§ **EXERCISE PROMPT**
Write out every line of the records below as a numbered list, skipping any blank lines.

§ **EXTRACTED RECORDS**
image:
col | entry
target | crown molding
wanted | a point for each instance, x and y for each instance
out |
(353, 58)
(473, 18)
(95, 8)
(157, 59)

§ **ANSWER TO THIS TASK**
1. image:
2. col | entry
3. target | crown molding
4. wanted | a point for each instance, x and y for each instance
5. out |
6. (353, 58)
7. (473, 18)
8. (95, 8)
9. (157, 59)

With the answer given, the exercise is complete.